**Material for the task**
□ □ □ □ □

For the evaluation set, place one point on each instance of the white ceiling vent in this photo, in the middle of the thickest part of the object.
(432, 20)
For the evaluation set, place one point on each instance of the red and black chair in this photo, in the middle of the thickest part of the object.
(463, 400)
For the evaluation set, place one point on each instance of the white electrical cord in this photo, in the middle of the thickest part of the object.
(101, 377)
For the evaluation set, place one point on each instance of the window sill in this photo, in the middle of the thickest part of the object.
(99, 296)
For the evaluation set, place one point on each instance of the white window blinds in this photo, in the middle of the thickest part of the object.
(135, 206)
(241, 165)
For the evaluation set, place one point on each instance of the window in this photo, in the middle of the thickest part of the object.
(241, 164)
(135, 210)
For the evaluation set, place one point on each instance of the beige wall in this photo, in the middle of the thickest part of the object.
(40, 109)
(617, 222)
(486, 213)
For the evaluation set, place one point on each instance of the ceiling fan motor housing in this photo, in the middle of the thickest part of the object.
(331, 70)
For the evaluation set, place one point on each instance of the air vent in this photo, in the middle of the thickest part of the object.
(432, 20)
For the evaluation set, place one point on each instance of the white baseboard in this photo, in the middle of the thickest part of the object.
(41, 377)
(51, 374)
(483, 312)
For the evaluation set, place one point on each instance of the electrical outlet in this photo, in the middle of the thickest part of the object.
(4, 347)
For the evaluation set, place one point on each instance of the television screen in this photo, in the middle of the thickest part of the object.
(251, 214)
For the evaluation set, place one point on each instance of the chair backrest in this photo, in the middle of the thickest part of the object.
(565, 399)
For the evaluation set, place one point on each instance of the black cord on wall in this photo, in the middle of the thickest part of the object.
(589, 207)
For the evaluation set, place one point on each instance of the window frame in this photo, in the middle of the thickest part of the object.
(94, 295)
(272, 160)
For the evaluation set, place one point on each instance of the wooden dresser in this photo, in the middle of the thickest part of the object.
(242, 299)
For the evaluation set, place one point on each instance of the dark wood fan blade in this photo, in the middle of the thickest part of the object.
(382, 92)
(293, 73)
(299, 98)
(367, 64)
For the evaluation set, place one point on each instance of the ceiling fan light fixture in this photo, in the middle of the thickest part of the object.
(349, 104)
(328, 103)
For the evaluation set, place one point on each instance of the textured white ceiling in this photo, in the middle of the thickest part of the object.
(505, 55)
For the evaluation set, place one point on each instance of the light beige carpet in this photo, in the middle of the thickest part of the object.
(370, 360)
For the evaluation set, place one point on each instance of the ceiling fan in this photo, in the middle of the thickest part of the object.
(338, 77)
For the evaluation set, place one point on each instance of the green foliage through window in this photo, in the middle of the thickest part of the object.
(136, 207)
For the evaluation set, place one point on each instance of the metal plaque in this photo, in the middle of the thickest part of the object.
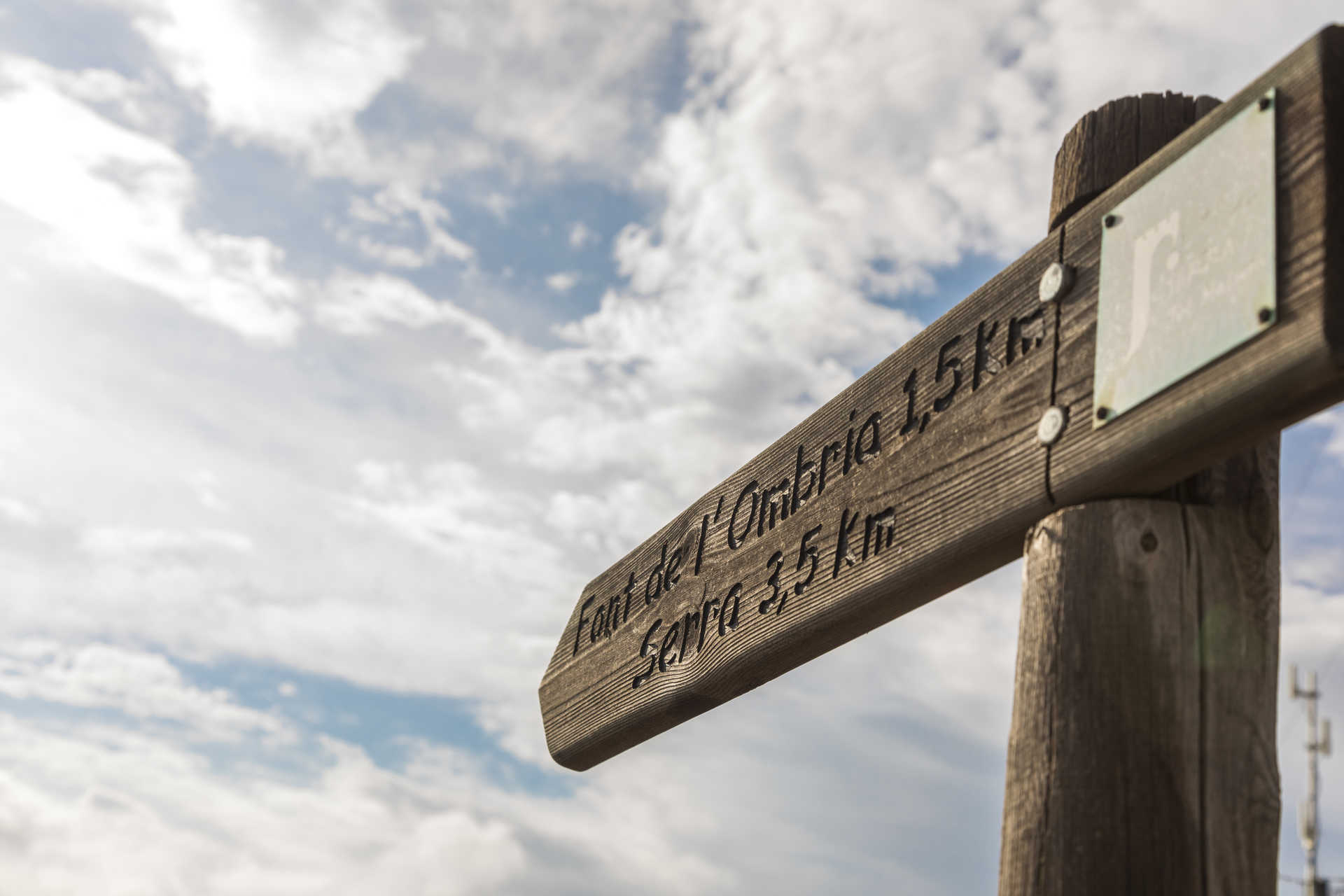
(1187, 265)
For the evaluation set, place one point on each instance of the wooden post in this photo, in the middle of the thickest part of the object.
(1142, 757)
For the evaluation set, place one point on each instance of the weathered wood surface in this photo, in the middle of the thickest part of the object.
(1142, 757)
(1281, 377)
(956, 482)
(965, 477)
(1148, 122)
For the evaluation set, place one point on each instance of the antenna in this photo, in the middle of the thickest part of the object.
(1317, 743)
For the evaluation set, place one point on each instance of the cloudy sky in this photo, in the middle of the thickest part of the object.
(343, 342)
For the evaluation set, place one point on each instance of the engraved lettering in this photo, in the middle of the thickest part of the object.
(879, 524)
(808, 552)
(578, 629)
(671, 577)
(777, 562)
(654, 584)
(911, 421)
(668, 653)
(843, 554)
(874, 428)
(629, 593)
(1018, 336)
(986, 362)
(598, 626)
(648, 650)
(768, 500)
(706, 608)
(828, 451)
(750, 488)
(724, 621)
(945, 365)
(699, 551)
(802, 468)
(691, 617)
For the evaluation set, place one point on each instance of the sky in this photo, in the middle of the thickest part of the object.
(343, 342)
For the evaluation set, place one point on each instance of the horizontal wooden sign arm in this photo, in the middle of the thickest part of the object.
(917, 479)
(926, 472)
(1272, 382)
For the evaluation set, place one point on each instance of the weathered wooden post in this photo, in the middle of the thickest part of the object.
(1142, 757)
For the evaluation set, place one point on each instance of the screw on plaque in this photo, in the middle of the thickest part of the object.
(1051, 425)
(1057, 281)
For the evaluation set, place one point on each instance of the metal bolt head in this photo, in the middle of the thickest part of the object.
(1051, 425)
(1057, 281)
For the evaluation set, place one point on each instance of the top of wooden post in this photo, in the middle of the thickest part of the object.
(1110, 141)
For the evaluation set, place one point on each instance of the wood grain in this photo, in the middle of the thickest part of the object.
(967, 485)
(1281, 377)
(1142, 757)
(962, 492)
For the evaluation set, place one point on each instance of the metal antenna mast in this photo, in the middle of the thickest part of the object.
(1317, 742)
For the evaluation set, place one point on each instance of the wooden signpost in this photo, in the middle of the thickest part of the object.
(927, 472)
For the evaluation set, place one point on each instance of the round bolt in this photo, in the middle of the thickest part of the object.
(1057, 281)
(1051, 425)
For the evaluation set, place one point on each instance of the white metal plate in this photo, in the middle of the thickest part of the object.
(1187, 265)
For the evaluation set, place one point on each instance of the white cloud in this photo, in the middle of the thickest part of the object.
(143, 685)
(290, 76)
(360, 304)
(118, 200)
(562, 281)
(17, 511)
(582, 237)
(104, 811)
(132, 542)
(394, 209)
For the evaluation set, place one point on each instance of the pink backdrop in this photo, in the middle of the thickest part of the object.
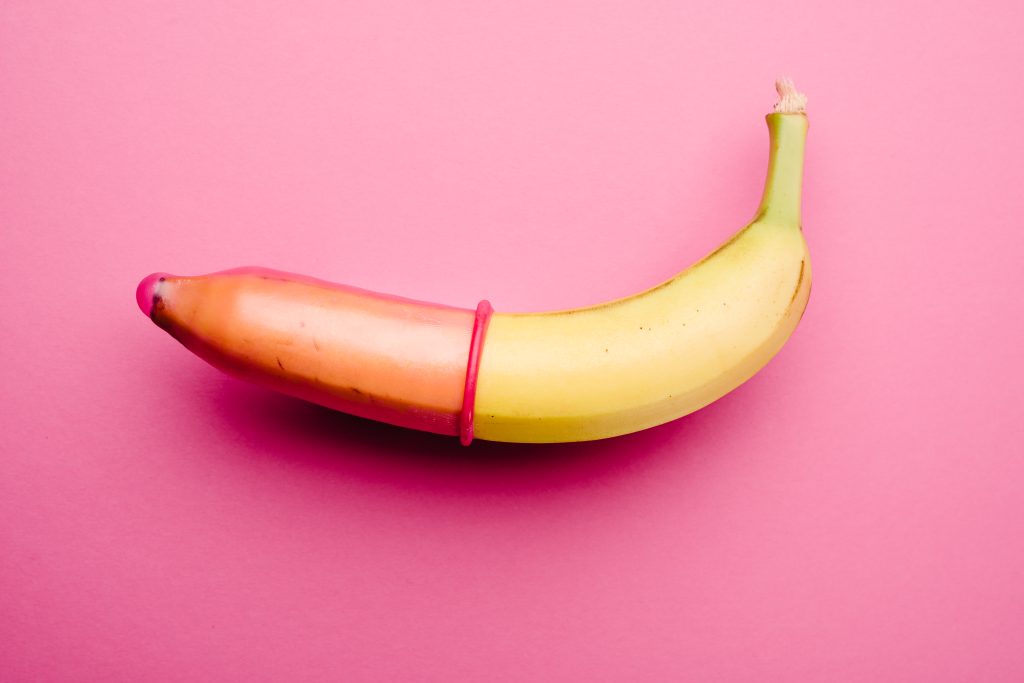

□ □ □ □ □

**Problem requirements**
How many lines of the material above contain the word "electrical"? Reply with the number alone.

**Solution to this exercise**
2